__Task__:
Copy the Zach Lund article between "He Sure Can" and "picking up speed .", inclusive, changing "curves" to "turns" wherever it appears.

December 18, 2005
Salt Lake Tribune
You Need to Know About Zach Lund
He's a Utahn
The 26-year-old skeleton athlete is a native Utahn, having grown up in Salt Lake City. His father worked as a deputy sheriff in Alta and now has a job as a fire department captain in Salt Lake City. His mother died when he was a teenager. Lund graduated from Judge High School, attends Westminster College in hopes of becoming a pilot, and works in the tool department of a local Home Depot.
He's in the Lead
Lund sits atop the World Cup rankings with 340 points, ahead of Canadian Jeff Pain - who set a track record while winning the most recent race ahead of Lund last week in Latvia. He's enjoying a breakout season, having been on the podium (though without a victory) in all four World Cup events so far this season, after managing but one bronze medal last season.
He Sure Can Drive
While most casual observers figure that the slider with the best start inevitably wins a race, it's not necessarily true. And Lund has emerged as one of the top drivers on the World Cup circuit, becoming an expert at negotiating the treacherous curves of a course while working to improve his start. One of his former coaches has said that while many sliders slow down through the curves, Lund has a way of picking up speed .

__Stored data__:
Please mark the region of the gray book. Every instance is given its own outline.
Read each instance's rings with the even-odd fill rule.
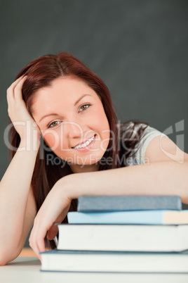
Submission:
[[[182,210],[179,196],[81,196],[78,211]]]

__Solution to the problem__:
He Sure Can Drive
While most casual observers figure that the slider with the best start inevitably wins a race, it's not necessarily true. And Lund has emerged as one of the top drivers on the World Cup circuit, becoming an expert at negotiating the treacherous turns of a course while working to improve his start. One of his former coaches has said that while many sliders slow down through the turns, Lund has a way of picking up speed .